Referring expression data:
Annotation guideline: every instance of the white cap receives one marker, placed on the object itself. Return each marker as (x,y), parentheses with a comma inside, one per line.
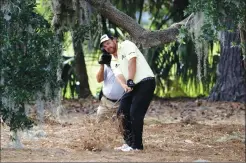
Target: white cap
(104,38)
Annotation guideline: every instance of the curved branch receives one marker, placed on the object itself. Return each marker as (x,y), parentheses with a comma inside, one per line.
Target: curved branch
(145,37)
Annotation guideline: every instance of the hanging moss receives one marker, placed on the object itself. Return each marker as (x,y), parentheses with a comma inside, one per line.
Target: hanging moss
(29,59)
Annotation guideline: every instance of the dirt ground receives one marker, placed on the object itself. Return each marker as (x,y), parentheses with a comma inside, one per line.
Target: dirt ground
(180,130)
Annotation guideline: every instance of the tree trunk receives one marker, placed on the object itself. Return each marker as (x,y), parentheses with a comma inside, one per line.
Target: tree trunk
(230,84)
(80,66)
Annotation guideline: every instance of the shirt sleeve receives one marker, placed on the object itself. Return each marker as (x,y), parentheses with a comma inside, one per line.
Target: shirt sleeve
(105,72)
(130,50)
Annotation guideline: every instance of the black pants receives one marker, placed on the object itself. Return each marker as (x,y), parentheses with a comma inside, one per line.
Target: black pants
(134,106)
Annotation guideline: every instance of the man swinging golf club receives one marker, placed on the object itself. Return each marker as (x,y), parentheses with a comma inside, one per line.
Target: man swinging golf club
(111,91)
(137,79)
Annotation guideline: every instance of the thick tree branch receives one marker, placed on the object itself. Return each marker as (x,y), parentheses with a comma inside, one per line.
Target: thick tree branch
(145,37)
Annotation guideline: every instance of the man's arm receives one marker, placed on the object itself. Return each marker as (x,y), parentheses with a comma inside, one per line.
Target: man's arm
(132,68)
(100,74)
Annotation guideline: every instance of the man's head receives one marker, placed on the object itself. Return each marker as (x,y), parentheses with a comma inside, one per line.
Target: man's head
(108,43)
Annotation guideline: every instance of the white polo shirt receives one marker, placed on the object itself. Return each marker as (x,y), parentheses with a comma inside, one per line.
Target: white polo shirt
(126,51)
(111,87)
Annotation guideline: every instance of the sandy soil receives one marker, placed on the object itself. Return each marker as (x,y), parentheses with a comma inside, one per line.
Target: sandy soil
(175,130)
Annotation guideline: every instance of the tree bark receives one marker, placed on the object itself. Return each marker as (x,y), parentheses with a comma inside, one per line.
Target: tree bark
(139,34)
(230,84)
(80,66)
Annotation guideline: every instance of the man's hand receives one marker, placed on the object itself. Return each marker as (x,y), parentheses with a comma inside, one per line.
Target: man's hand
(105,58)
(130,83)
(126,88)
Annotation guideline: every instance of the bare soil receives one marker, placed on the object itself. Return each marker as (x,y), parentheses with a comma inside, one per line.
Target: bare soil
(181,130)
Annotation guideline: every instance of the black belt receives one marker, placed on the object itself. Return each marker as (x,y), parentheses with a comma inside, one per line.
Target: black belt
(148,78)
(109,99)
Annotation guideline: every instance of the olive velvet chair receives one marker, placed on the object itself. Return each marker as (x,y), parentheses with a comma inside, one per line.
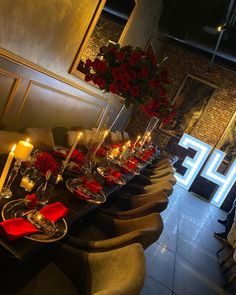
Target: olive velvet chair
(105,232)
(127,208)
(76,272)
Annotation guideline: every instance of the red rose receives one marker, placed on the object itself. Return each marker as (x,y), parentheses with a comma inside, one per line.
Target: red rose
(88,63)
(153,83)
(113,88)
(162,92)
(132,75)
(135,58)
(95,63)
(125,86)
(144,72)
(152,58)
(134,91)
(120,56)
(101,66)
(101,83)
(115,72)
(88,77)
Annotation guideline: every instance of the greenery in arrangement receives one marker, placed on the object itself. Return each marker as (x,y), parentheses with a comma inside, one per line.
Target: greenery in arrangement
(134,74)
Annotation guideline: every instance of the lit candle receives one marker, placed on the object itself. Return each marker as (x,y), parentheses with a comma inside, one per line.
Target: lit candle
(115,152)
(29,185)
(124,148)
(24,181)
(136,141)
(7,167)
(23,150)
(73,148)
(128,143)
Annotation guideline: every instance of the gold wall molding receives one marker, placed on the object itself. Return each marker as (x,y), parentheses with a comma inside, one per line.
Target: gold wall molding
(59,91)
(73,70)
(15,84)
(28,64)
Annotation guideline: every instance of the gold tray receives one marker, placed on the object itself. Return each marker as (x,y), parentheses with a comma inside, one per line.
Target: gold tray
(73,183)
(102,171)
(17,208)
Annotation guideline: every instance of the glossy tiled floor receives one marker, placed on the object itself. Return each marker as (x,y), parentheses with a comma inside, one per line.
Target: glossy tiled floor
(183,261)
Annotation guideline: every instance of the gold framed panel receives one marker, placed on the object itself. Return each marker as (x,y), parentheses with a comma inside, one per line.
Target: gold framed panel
(74,67)
(191,101)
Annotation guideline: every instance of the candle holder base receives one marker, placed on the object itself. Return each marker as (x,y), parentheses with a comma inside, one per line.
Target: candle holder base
(6,193)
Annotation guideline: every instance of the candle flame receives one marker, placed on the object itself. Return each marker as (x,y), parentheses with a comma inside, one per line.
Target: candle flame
(13,148)
(106,132)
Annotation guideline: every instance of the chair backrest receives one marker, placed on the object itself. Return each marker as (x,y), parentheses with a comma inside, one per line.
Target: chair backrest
(8,139)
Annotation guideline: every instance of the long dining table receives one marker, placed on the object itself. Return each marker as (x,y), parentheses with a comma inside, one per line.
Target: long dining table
(24,248)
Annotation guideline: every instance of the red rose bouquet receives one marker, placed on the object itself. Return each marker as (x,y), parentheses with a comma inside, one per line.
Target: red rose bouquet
(129,72)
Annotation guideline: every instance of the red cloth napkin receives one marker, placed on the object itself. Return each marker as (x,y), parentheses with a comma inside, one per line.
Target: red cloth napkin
(54,211)
(82,195)
(128,166)
(112,174)
(102,152)
(78,156)
(92,185)
(16,228)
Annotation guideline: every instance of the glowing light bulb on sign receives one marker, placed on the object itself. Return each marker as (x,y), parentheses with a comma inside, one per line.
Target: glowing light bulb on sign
(225,181)
(194,164)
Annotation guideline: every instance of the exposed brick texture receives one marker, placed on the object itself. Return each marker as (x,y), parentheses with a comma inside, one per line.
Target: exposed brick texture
(105,30)
(216,115)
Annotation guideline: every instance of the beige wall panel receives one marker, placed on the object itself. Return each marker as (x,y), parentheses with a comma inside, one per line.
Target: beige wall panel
(7,87)
(48,107)
(46,32)
(144,23)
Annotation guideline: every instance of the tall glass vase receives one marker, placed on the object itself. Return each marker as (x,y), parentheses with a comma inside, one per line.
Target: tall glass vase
(104,127)
(150,127)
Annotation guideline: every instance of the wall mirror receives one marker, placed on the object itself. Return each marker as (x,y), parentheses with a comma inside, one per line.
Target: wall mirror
(109,23)
(191,101)
(227,142)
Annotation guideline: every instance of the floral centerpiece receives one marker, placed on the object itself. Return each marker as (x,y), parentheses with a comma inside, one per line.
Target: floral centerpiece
(129,72)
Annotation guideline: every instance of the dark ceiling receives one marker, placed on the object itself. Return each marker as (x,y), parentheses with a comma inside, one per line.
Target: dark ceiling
(191,23)
(194,22)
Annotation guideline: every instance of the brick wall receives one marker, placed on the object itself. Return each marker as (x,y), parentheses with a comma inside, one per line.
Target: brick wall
(105,30)
(213,121)
(219,111)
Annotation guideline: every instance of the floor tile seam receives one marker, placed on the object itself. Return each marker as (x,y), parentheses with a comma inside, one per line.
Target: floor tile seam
(198,267)
(212,255)
(201,271)
(177,233)
(181,232)
(163,285)
(165,247)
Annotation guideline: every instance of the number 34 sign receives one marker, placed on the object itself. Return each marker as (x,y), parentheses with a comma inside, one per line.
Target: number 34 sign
(224,181)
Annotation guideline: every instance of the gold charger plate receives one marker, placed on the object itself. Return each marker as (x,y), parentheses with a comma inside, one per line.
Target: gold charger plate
(103,172)
(73,183)
(17,208)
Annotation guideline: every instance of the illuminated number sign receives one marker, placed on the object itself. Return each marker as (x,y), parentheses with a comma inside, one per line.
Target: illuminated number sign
(225,181)
(193,165)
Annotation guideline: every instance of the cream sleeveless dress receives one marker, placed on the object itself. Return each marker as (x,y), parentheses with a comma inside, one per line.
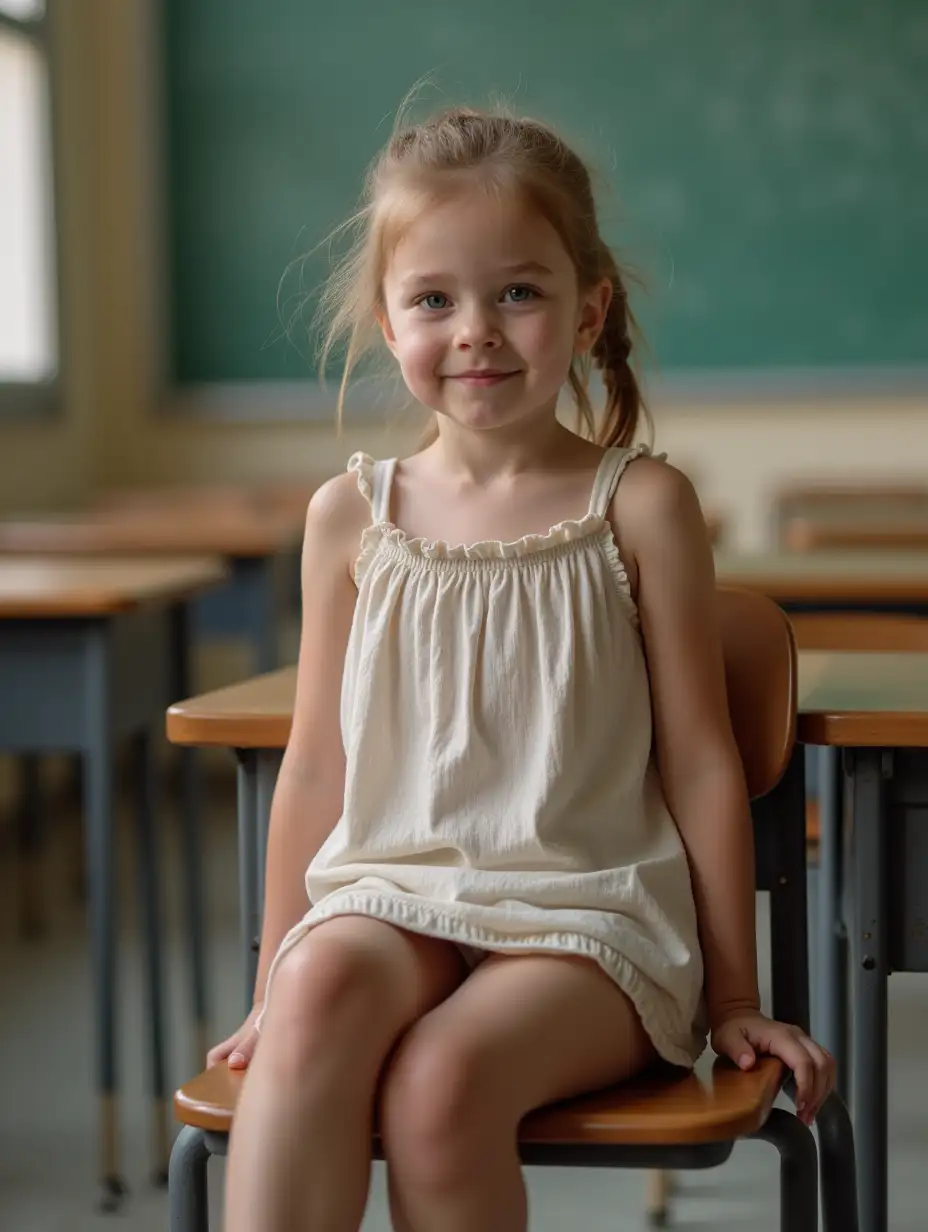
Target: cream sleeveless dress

## Goal of the exercise
Provide only the count of lines in the records above that hold the word "sleeveless".

## Task solution
2